- _Texto a ler_
::::::::
Intitulado "Clarificação necessária", o editorial chama a atenção para "alguns percalços" nas relações bilaterais que "aconselham a uma clarificação para que não restem dúvidas quanto às boas intenções de parte a parte".

Partindo do princípio de que em Angola existe "inequívoca separação de poderes", o único diário angolano salienta que "se há um ponto onde a democracia angolana tem robustez, é no poder judicial".

Prosseguindo nessa linha de raciocínio, diz que Angola não recebe lições de ninguém e muito menos de Portugal, país onde, considera, os agentes políticos proclamam a separação de poderes mas "aparentemente não estão preocupados que o Ministério Público tenha ligações perigosas com a comunicação social".

"Nenhum democrata ousa pôr em causa a separação de poderes. Mas todos os democratas têm o dever de criticar magistrados judiciais e do Ministério Público que despudoradamente vão para a cama com jornalistas avençados e que actuam na lógica das associações de malfeitores", acusa.

Sem identificar, o Jornal de Angola lamenta os "exemplos de sobra" que diz fundamentarem a sua tese e conclui que o Ministério Público em Portugal, embora "faça gala da sua independência" depois "alimenta manchetes na imprensa portuguesa" que visam "julgamentos populares na praça pública" de "vítimas inocentes": os titulares dos órgãos de soberania angolanos.
::::::::
- _Itens fornecidos_
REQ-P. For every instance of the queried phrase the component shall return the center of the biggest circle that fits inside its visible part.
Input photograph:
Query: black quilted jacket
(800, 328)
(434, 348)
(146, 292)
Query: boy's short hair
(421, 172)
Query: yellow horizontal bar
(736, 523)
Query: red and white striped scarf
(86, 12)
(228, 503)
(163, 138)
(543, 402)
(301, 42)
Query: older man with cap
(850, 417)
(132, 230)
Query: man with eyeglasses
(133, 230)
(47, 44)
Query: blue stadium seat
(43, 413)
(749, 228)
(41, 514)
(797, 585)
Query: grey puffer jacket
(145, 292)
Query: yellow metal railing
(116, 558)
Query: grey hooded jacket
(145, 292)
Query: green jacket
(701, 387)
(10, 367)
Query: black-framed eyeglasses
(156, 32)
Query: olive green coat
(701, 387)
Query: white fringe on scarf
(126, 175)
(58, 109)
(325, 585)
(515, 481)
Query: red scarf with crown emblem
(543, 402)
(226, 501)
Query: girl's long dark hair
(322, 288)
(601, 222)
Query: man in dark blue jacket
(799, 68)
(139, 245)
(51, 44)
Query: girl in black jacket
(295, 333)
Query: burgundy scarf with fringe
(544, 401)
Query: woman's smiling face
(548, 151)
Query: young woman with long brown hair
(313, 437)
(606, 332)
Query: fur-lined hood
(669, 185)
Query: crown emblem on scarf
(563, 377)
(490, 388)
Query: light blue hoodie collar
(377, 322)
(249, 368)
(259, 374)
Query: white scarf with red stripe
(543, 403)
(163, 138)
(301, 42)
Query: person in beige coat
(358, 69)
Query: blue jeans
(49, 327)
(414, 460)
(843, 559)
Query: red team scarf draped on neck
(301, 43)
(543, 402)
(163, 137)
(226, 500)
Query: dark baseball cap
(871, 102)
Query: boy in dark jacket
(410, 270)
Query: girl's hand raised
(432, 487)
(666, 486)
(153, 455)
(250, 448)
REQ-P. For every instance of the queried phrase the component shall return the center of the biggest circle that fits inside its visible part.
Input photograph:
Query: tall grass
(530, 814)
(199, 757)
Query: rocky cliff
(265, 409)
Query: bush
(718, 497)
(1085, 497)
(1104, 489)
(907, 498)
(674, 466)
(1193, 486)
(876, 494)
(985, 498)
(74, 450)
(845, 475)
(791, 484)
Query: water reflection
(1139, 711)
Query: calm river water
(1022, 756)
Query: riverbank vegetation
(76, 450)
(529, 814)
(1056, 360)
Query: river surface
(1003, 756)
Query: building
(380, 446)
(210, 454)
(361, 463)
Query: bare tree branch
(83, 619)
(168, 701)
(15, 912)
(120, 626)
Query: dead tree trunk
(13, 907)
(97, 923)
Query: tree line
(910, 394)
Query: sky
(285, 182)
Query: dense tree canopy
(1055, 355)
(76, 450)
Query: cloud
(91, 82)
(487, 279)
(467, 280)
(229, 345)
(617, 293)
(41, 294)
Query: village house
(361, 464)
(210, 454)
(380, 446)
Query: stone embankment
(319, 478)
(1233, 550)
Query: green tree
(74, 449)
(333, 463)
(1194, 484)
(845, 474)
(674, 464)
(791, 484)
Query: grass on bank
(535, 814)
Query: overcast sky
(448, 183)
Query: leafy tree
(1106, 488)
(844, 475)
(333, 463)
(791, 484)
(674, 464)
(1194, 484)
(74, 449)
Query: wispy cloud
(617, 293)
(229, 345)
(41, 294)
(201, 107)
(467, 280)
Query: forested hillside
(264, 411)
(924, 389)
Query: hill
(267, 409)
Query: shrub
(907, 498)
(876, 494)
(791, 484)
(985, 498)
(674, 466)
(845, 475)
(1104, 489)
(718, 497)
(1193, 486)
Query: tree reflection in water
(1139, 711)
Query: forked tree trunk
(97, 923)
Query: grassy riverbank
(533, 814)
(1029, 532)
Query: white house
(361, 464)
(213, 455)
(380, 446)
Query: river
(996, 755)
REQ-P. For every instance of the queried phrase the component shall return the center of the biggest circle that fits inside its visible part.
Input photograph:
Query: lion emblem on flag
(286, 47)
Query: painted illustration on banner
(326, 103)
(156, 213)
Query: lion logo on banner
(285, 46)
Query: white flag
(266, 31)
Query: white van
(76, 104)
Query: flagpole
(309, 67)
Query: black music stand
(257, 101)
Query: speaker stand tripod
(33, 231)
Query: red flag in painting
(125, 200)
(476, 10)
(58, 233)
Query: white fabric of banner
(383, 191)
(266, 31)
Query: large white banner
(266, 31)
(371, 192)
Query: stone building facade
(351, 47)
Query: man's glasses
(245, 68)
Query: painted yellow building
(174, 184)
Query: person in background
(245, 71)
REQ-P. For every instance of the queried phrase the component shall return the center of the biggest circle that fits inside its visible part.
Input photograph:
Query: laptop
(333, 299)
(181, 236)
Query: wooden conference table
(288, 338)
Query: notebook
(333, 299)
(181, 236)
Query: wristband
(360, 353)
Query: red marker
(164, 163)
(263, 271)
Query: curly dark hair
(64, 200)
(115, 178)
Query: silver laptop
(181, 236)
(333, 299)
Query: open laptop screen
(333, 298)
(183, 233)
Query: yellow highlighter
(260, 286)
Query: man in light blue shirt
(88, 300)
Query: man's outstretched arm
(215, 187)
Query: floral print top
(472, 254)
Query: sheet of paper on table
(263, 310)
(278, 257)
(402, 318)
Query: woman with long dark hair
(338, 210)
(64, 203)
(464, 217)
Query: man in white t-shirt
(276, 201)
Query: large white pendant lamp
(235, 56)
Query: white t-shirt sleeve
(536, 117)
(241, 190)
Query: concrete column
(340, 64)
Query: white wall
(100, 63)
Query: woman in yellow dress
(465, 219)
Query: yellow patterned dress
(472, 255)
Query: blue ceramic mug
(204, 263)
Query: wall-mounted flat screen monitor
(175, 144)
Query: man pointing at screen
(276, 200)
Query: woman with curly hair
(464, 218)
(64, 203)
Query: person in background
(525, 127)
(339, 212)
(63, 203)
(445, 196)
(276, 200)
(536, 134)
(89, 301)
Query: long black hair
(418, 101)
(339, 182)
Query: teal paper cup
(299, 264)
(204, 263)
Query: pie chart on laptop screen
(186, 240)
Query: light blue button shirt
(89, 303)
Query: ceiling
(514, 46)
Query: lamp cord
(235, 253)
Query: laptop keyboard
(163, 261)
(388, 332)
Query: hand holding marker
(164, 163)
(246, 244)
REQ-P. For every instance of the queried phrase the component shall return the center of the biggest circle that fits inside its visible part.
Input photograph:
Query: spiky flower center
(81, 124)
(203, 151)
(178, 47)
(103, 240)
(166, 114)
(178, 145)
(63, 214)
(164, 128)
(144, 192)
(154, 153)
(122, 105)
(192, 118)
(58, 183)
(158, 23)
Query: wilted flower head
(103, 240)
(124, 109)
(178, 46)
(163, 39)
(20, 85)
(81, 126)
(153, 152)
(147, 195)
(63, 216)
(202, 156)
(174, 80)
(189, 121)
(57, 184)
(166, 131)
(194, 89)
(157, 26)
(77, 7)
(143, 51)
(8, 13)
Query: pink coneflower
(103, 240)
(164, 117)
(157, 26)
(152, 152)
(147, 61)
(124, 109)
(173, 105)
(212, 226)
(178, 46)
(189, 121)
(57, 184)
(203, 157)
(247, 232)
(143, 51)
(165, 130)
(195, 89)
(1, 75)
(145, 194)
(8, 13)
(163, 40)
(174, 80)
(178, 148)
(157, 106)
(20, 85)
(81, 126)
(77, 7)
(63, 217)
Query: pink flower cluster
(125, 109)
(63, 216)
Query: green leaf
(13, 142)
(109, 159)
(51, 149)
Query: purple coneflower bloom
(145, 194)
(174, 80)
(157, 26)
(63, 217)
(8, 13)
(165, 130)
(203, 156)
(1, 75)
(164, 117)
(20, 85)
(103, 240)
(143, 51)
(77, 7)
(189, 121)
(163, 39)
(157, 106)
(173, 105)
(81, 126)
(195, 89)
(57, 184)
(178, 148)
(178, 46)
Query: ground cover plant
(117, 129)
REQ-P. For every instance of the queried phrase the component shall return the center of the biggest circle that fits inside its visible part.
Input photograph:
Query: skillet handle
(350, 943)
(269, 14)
::::::::
Copie integralmente o texto sobre o editorial do Jornal de Angola, sem mudar nada. Os itens não têm qualquer relação com o texto.

Intitulado "Clarificação necessária", o editorial chama a atenção para "alguns percalços" nas relações bilaterais que "aconselham a uma clarificação para que não restem dúvidas quanto às boas intenções de parte a parte".

Partindo do princípio de que em Angola existe "inequívoca separação de poderes", o único diário angolano salienta que "se há um ponto onde a democracia angolana tem robustez, é no poder judicial".

Prosseguindo nessa linha de raciocínio, diz que Angola não recebe lições de ninguém e muito menos de Portugal, país onde, considera, os agentes políticos proclamam a separação de poderes mas "aparentemente não estão preocupados que o Ministério Público tenha ligações perigosas com a comunicação social".

"Nenhum democrata ousa pôr em causa a separação de poderes. Mas todos os democratas têm o dever de criticar magistrados judiciais e do Ministério Público que despudoradamente vão para a cama com jornalistas avençados e que actuam na lógica das associações de malfeitores", acusa.

Sem identificar, o Jornal de Angola lamenta os "exemplos de sobra" que diz fundamentarem a sua tese e conclui que o Ministério Público em Portugal, embora "faça gala da sua independência" depois "alimenta manchetes na imprensa portuguesa" que visam "julgamentos populares na praça pública" de "vítimas inocentes": os titulares dos órgãos de soberania angolanos.